◆ 出典文:
ここでは、齋藤さん・川井さんがガイド役を務め、2グループに分かれて街を散策します。途中で立ち寄った、古くから店を構える『パンと菓子 山林堂』では、『シャーベット』というパンを買い、お店のお母さんから情報収集。一方の班では、『一日カフェ ゆらぎ』の店先で出店していた女性たちから、商店街や大子町についてお話を伺いました。
■仲野りんご園
大子の自然豊かな山間にあるリンゴ園には、約20種類のリンゴが栽培されています。ここでは、リンゴ狩りはもちろん、手作りジャムづくりの体験も可能。奥久慈大子にある60数件のリンゴ園の中でも、有数の規模を誇っているそうです。
ここで受講者たちが体験したのは、もちろんリンゴ狩り。収穫する実の選び方や採り方は、仲野リンゴ園の仲野さんからレクチャーしていきます。仲野さんが試しにリンゴを枝から採ってみると、実が切り離された枝の部分から水がはじけ出して、受講者たちは思わず歓声を上げていました。あまりに瑞々しいリンゴの様子は、現地だからこそ見える点だと言えます。
収穫したリンゴをその場で味わってみたり(かじる音まで美味しそうでした!)、仲野さんと受講者たちの間では、リンゴ農園の取り組みやリンゴを使った商品に関する話題で盛り上がったりと、それぞれに得るものがあったようです。

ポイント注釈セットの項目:
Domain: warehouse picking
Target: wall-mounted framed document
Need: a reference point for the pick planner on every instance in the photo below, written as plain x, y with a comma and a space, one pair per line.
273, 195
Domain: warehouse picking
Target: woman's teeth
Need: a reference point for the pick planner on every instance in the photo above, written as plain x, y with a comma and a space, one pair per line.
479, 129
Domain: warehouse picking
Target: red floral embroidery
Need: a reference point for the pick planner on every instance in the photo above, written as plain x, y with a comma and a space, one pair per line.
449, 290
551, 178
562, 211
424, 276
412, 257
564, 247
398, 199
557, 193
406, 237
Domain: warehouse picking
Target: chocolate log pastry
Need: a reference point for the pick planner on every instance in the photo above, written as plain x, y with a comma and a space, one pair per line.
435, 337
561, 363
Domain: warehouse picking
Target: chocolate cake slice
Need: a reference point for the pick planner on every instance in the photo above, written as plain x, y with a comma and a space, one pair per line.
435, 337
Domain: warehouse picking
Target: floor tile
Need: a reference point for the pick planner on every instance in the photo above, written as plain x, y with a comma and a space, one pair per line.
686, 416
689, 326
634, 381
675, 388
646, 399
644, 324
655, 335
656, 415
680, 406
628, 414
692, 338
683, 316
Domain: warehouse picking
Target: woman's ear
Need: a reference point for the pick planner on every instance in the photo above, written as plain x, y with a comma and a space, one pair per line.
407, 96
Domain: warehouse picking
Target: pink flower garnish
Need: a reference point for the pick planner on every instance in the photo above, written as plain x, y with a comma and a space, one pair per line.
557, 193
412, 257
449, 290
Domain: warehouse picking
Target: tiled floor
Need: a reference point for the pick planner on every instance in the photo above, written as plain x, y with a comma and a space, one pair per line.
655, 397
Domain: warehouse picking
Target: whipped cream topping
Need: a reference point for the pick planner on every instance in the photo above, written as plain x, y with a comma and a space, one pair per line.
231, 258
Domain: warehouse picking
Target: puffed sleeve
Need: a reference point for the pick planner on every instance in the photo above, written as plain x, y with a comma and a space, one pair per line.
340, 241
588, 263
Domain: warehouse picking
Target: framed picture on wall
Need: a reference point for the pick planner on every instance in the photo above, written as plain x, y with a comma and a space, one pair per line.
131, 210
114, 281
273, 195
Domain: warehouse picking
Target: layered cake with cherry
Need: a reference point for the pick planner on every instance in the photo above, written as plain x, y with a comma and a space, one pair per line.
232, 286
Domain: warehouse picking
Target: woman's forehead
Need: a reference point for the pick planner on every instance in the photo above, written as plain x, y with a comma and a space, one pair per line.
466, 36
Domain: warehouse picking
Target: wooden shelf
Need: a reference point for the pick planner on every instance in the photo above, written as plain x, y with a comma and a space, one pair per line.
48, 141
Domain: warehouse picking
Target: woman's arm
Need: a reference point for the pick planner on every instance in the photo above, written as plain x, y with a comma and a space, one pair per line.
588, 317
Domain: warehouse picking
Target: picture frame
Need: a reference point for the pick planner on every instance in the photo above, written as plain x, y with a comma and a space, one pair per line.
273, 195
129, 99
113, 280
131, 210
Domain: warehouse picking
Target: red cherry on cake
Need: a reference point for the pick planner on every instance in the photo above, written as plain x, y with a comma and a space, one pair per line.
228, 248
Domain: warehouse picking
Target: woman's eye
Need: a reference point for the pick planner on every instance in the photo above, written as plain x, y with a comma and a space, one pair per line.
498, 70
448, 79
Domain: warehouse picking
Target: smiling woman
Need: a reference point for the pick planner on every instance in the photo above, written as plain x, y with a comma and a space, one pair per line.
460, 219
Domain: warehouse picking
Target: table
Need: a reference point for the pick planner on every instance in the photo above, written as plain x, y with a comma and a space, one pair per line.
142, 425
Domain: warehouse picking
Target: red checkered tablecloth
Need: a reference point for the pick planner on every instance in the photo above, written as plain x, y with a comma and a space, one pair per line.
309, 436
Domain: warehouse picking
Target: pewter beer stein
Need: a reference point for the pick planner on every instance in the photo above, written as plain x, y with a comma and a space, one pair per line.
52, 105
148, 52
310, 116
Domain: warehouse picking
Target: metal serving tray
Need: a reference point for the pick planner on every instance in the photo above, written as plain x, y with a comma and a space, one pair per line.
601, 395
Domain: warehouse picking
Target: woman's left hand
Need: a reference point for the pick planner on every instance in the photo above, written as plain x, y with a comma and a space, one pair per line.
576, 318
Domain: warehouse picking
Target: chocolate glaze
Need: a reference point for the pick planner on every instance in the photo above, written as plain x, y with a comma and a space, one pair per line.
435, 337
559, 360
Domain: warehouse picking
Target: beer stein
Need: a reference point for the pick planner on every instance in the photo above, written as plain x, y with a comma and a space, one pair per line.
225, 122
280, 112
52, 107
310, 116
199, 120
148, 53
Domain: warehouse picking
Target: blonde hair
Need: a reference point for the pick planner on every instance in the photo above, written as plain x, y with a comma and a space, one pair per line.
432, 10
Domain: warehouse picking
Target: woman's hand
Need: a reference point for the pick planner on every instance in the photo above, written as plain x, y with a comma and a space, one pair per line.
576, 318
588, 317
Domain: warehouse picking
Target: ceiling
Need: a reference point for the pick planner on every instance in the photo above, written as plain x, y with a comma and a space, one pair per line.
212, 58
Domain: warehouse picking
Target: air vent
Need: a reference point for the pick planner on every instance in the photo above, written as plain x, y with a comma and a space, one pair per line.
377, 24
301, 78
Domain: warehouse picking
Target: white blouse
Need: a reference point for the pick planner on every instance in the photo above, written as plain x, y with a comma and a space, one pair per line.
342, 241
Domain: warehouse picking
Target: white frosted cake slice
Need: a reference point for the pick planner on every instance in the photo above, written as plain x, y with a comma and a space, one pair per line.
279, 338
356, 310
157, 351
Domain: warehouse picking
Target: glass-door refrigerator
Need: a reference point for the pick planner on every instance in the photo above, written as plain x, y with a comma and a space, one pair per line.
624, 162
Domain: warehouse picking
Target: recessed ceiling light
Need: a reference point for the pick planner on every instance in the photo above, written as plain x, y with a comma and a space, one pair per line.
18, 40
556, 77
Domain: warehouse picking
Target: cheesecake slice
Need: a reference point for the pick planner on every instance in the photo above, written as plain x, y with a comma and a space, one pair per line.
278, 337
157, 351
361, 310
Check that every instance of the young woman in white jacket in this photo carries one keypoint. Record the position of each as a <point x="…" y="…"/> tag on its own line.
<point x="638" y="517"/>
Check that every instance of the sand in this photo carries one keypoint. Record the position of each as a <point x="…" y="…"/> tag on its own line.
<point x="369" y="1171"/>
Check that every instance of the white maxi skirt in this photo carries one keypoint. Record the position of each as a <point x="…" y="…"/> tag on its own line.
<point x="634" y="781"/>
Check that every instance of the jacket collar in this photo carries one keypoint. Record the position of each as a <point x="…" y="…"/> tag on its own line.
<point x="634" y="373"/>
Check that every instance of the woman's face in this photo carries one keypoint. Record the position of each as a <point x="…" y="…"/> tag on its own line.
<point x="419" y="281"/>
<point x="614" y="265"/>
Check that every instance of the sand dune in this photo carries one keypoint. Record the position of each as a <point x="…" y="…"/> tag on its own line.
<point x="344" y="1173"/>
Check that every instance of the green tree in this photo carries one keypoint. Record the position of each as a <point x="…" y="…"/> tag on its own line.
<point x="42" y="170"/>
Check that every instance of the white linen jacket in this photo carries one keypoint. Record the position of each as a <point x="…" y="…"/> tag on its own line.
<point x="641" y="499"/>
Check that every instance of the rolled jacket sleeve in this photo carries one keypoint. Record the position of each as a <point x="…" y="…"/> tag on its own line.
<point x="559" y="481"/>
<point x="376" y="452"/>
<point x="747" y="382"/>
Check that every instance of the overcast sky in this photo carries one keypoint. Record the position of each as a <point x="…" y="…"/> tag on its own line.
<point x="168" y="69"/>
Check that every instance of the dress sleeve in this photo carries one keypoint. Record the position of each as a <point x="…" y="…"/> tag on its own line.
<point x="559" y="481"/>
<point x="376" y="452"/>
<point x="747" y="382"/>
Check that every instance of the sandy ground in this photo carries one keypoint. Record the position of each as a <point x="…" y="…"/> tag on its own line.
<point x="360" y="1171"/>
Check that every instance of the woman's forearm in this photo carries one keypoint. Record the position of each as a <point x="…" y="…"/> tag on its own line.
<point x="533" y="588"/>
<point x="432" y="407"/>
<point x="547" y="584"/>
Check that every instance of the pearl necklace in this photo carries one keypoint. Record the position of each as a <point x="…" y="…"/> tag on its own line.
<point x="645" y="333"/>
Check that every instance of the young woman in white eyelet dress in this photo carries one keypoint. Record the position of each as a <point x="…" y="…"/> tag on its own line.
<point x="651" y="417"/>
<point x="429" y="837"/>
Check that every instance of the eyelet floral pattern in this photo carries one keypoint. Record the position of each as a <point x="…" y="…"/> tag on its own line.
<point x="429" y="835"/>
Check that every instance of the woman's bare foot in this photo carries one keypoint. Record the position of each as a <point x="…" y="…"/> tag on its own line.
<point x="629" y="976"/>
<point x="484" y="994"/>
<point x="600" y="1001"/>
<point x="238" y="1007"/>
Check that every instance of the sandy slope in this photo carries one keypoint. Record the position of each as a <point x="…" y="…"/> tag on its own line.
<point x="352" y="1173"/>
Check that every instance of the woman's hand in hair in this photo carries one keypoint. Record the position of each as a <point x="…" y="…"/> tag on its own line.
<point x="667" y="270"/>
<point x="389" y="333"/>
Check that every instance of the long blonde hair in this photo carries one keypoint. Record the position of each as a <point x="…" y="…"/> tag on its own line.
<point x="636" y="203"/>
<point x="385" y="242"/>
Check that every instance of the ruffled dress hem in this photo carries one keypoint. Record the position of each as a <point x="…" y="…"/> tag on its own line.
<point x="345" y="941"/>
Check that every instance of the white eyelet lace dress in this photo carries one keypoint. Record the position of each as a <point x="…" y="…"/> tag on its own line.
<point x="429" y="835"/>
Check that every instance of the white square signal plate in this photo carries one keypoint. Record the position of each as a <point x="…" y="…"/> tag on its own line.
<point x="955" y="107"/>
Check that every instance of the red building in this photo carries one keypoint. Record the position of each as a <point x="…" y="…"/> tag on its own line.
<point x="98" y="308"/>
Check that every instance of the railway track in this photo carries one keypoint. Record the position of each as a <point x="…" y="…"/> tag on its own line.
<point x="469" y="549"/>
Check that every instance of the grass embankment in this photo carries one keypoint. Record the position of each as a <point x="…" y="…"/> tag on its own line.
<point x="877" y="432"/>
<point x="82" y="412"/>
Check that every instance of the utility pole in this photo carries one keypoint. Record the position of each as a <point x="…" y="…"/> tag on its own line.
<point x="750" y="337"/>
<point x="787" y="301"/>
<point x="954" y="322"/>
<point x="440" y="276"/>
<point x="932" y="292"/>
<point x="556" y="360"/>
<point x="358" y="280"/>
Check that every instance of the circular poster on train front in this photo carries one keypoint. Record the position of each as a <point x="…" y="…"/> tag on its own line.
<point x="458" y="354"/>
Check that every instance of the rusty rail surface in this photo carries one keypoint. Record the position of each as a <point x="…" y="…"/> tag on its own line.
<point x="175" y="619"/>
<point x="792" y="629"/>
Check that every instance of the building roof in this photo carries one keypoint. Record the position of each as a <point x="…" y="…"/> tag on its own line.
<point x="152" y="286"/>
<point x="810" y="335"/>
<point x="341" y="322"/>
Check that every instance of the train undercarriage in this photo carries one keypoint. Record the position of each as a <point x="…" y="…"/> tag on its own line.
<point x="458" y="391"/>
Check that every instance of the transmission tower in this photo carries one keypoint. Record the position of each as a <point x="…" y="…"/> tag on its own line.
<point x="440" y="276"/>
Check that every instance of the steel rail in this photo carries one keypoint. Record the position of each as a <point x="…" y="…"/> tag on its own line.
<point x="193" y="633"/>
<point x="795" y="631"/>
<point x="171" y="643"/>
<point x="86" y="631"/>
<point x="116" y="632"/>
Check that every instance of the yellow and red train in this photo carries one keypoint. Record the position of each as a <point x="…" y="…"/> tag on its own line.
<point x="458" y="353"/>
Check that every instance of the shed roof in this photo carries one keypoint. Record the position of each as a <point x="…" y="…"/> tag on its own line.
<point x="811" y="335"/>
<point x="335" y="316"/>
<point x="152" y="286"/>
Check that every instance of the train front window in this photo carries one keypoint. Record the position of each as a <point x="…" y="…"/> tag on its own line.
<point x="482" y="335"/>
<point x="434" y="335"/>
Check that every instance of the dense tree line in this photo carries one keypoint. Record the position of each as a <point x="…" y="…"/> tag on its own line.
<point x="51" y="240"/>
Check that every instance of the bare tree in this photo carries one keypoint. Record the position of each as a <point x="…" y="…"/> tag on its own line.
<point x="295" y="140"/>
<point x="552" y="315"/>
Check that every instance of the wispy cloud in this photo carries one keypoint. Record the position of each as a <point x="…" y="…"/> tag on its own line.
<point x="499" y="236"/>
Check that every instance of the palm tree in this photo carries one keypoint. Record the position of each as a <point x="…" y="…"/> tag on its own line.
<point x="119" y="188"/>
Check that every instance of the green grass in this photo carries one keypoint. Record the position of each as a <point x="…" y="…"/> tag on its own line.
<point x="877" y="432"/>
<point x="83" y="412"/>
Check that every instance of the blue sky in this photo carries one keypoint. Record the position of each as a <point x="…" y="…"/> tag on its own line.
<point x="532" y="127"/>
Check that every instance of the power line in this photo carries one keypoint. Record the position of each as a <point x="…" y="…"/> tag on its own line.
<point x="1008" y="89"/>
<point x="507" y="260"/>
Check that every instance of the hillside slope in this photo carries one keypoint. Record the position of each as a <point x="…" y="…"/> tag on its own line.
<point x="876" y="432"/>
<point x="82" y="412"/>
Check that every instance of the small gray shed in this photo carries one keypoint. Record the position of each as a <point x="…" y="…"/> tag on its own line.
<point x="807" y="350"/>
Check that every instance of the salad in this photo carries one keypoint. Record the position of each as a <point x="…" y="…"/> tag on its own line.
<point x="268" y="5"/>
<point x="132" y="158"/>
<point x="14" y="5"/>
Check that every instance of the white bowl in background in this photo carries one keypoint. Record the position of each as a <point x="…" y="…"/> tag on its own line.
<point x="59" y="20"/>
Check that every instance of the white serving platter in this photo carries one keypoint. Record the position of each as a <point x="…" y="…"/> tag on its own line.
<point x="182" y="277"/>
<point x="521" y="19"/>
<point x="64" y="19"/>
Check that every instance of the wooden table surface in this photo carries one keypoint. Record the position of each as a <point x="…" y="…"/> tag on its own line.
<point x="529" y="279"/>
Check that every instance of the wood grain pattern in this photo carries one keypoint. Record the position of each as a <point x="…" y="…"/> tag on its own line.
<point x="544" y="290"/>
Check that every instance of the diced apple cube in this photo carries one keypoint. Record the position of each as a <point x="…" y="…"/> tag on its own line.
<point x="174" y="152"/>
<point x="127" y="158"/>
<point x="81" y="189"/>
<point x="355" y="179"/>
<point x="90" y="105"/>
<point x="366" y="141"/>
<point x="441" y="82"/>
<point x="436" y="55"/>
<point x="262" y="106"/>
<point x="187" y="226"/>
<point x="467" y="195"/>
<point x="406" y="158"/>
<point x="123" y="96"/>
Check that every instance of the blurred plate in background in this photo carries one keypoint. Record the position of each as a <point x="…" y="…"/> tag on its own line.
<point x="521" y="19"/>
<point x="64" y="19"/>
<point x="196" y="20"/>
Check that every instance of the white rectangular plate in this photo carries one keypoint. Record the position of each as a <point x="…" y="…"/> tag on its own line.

◆ 設問:
大子町の散策とリンゴ狩りについての出典文から、「ここで受講者たちが体験したの」から「に得るものがあったようです。」までの部分を正確に引用しなさい。

◆ 解答:
ここで受講者たちが体験したのは、もちろんリンゴ狩り。収穫する実の選び方や採り方は、仲野リンゴ園の仲野さんからレクチャーしていきます。仲野さんが試しにリンゴを枝から採ってみると、実が切り離された枝の部分から水がはじけ出して、受講者たちは思わず歓声を上げていました。あまりに瑞々しいリンゴの様子は、現地だからこそ見える点だと言えます。
収穫したリンゴをその場で味わってみたり(かじる音まで美味しそうでした!)、仲野さんと受講者たちの間では、リンゴ農園の取り組みやリンゴを使った商品に関する話題で盛り上がったりと、それぞれに得るものがあったようです。